**Explorar el material**
[1] Enumere todos los adverbios terminados en "-mente" del texto sobre las hagiografías de los santos, en el orden en que aparecen.
[2] Resuma en dos oraciones el texto sobre las hagiografías de los santos.
[3] Prosiga el texto sobre las hagiografías de los santos a partir de su última oración.

Pero éstas son las excepciones, no la regla. En la consciencia religiosa actual, donde las hagiografías tradicionales son tratadas mayormente como fuente de cuentos curiosos o bromas idiotas, esas excepciones es lo que se recuerda. Pero son rarezas entre cientos de cientos de cientos de santos cuyos cultos han sido ignominiosamente borrados, o cuyas hagiografías han sido corregidas en nombre de la crítica histórica.

Los relatos tradicionales de las vidas de estos santos sólo se hacen increíbles cuando son leídas con un prejuicio contra lo milagroso. Y la mayoría de las pruebas que ofrecen los estudiosos que pretenden desmentir las hagiografías y explicar lo que realmente ocurrió son sin fundamento y arbitrarias, al menos tanto como las historias que ellos pretenden acusar de lo mismo.

**Bloque de datos**

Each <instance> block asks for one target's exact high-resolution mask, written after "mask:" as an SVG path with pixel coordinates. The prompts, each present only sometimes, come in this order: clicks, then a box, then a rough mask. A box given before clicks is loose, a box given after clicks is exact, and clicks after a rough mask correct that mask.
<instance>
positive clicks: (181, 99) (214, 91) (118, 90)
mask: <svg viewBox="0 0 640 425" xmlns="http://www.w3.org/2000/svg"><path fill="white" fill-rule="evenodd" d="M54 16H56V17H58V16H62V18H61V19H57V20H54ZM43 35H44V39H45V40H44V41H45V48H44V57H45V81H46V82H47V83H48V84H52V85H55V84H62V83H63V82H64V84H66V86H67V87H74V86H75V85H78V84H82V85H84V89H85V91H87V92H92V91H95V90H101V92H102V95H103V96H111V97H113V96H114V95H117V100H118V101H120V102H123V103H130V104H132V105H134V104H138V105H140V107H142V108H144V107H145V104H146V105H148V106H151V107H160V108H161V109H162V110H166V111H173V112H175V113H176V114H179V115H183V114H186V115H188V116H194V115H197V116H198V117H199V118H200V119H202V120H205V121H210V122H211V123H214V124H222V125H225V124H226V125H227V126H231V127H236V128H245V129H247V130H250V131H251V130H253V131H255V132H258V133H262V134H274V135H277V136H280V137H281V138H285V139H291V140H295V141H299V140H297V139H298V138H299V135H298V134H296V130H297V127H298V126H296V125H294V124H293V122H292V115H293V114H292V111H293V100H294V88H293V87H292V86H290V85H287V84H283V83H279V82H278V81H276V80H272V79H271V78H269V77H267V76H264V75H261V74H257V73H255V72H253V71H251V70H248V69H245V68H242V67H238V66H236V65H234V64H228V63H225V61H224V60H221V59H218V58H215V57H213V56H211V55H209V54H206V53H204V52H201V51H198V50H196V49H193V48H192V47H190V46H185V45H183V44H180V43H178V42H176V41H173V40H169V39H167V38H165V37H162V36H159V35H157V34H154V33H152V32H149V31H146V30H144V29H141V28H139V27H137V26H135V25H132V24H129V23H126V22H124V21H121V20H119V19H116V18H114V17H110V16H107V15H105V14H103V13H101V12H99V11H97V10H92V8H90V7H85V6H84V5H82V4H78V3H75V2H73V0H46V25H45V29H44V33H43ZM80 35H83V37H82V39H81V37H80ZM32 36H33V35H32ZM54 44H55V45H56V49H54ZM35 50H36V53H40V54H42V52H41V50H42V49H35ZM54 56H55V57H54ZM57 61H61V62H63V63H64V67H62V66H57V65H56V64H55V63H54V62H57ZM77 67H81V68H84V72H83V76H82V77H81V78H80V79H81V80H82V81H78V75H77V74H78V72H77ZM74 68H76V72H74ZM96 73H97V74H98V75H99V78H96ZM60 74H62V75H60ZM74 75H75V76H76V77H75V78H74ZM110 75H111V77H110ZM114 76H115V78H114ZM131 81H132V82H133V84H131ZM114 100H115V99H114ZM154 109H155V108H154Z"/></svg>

**Respuestas por tarea**
[1] mayormente, ignominiosamente, realmente

[2] Los santos cuyas historias hoy se recuerdan, a menudo como cuentos curiosos o bromas, son excepciones entre cientos de santos cuyos cultos fueron borrados o cuyas hagiografías se corrigieron en nombre de la crítica histórica. Esos relatos solo parecen increíbles si se leen con prejuicio contra lo milagroso, y la mayoría de las pruebas de los estudiosos que pretenden desmentirlos son infundadas y arbitrarias.

[3]
Por ejemplo, de acuerdo a la Leyenda Áurea:

“El cuerpo de San Dionisio se elevó, y puso su cabeza entre sus brazos, mientras el ángel lo guió por dos leguas desde el lugar, conocido como la colina de los mártires, hasta el otro lugar donde ahora yace, por elección y por la gracia de Dios.”

Las hagiografías modernas unánimemente rechazan la historia de San Dionisio transportando su propia cabeza por dos leguas. Hoy en días, todos sabemos que eso no ocurrió realmente -- lo que realmente ocurrió es que dos iglesias rivales reclamaban el honor de ser el lugar del martirio y la muerte del santo, y la historia fue inventada con ese propósito. O, que lo que realmente sucedió es que los campesinos medievales ignorantes no entendían la convención artística de pintar a un mártir decapitado llevando su propia cabeza y así inventaron el cuento.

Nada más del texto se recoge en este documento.